Passage shown >>
========
From the Editor

The present, past and future of charities all get some attention in this issue. The present state of Canadian charities includes a mix of organizations of national scope and of much smaller operations. The nation-wide charity inevitably faces the language question: can we operate effectively in both national languages? As Jean-Claude Carisse points out, the answer is not simple. Different organizations have different approaches, some more constructive than others. He suggests that many Canadian charities have more to do before they can be said to serve or reflect adequately the interest of all their members.

The smaller organization is beset with challenges that its larger counterpart may not experience, or may not experience in the same way. Regine Horinstein explores the nature of these challenges and proposes some ways to meet them. Collaboration and technology are only two promising approaches to survival, or even to success.

The past is recorded in the financial statements. Thomas Beechy and Brenda Zimmerman continue the discussion from the last issue about how charities can realistically account for their operations for the benefit of those who rely, for a variety of reasons, on their statements.

Future success lies in innovation: finding new ways to meet changing demands, whether social, financial or cultural. Robert Couchman shows us that the problem is not simply thinking up new ideas or even getting started, difficult as both may be. The enemies of innovation may pass as its friends in many cases. The mission statements of organizations and the structure of governments may operate to frustrate even successful new projects, while vaunting the organization’s openness to change. Mr. Couchman’s insights may warn the proponents of innovation to prepare for battle on other fronts.

One wonders if the public itself is not a barrier to innovation, particularly where public funds are concerned. Trying new ways of doing things means risking failure; if no endeavour fails, perhaps people are playing too safe in a changing world. The public, and at least some segments of the public press, are very quick to criticize failure without much appreciation of either the difficulty of the challenge or the thoughtfulness of the attempt.
========
Record set >>
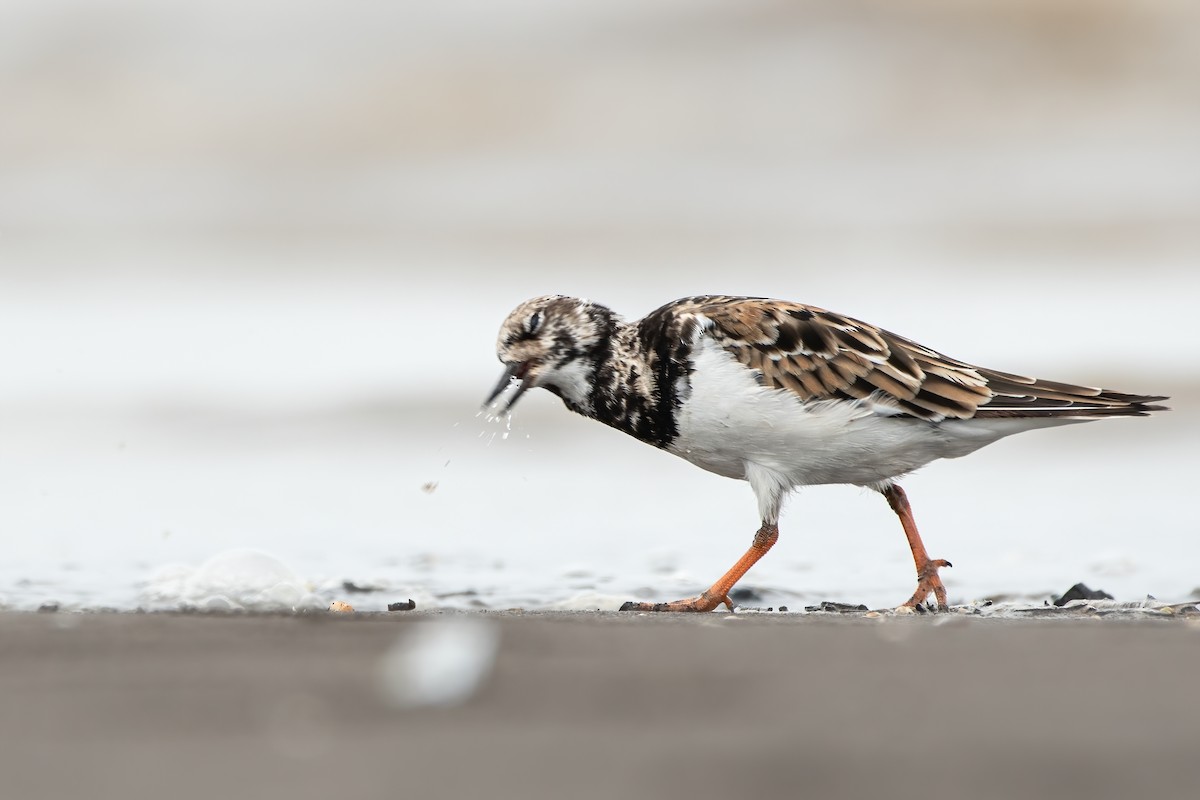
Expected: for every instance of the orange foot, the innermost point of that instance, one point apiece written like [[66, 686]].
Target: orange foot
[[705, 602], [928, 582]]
========
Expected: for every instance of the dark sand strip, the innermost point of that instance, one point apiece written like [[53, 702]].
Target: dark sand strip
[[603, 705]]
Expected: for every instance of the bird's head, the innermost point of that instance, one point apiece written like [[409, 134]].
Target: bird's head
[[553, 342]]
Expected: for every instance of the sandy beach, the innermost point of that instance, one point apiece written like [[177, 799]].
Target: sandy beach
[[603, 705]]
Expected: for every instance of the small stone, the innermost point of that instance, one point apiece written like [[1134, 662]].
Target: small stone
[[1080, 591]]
========
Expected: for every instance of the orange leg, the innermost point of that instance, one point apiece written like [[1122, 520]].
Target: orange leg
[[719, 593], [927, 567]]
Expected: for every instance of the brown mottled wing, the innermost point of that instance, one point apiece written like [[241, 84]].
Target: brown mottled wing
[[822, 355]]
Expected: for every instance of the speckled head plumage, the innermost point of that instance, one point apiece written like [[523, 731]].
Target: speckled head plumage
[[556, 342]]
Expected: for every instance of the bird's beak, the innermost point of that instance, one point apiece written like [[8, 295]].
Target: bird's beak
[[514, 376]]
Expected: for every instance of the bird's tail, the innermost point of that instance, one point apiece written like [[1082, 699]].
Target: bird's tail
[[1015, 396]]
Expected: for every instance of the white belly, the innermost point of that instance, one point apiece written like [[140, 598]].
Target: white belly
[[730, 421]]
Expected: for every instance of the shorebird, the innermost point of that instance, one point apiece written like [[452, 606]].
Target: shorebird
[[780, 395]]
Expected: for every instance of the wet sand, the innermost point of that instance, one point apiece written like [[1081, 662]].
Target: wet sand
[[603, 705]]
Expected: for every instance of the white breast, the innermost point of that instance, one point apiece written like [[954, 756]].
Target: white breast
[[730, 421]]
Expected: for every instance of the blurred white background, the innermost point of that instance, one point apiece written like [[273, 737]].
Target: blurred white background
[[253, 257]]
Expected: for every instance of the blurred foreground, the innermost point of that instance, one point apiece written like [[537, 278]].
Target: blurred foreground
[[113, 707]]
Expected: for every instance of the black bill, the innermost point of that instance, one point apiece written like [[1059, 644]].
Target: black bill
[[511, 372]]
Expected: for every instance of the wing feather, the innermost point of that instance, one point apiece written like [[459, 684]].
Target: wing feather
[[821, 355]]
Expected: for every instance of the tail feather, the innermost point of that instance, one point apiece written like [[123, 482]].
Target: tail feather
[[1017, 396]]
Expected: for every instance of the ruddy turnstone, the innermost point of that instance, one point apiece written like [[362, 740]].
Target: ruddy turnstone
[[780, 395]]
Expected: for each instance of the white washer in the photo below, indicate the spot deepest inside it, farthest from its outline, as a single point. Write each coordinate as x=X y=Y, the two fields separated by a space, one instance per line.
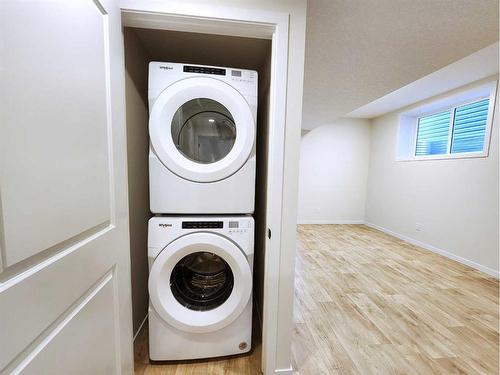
========
Tasks to carry out >>
1. In the editor's note on charities, who examines the challenges faced by smaller organizations?
2. Condense the paragraph of the editor's note on charities that begins "Future success lies in innovation" into two or three sentences, keeping its main points.
3. Resume the editor's note on charities after its final sentence.
The material above comes from a different source than the editor's note on charities.

Answers for this exercise >>
1. Regine Horinstein.

2. Future success depends on innovation, but Robert Couchman shows that the difficulty extends beyond generating new ideas and getting them started. Organizations' mission statements and government structures can frustrate even successful new projects while claiming to welcome change, so proponents of innovation should be prepared to struggle on other fronts as well.

3.
People can be almost puritanical about the use of public funds. It is likely that more boondoggles have been perpetrated from the taxpayers’ pockets by schemes to create jobs or promote high technology than by charities trying to improve the society we live in. So long as the intolerance for failure lasts,

however, governments will be very cautious in supporting anything new, as the article points out, even in the absence of the institutional barriers to innovation it also describes.

The private sector has to keep this in mind when it is asked to underwrite new programs. Foundations and other donors have a duty to keep failure in perspective, and also to educate the public (including governments) to maintain that perspective. This is not an argument for supporting every half-baked novelty that shows up in a fund-raising proposal. It is an argument for taking risks sometimes. Structures will be more favourable to innovation when attitudes are open-minded.

But will the public want to know about the new? Are people too overwhelmed with requests for donations to give serous attention to a reasoned proposal? Boyd McBride does not think so, and in his article on donor fatigue, he tells us why. He argues for the high quality “ask”, and suggests that many charities are wasting their efforts in seeking only small gifts by such methods as direct mail. Taking such a course risks diverting attention and energy from the pursuit of the significant donation, so both charities and donors lose.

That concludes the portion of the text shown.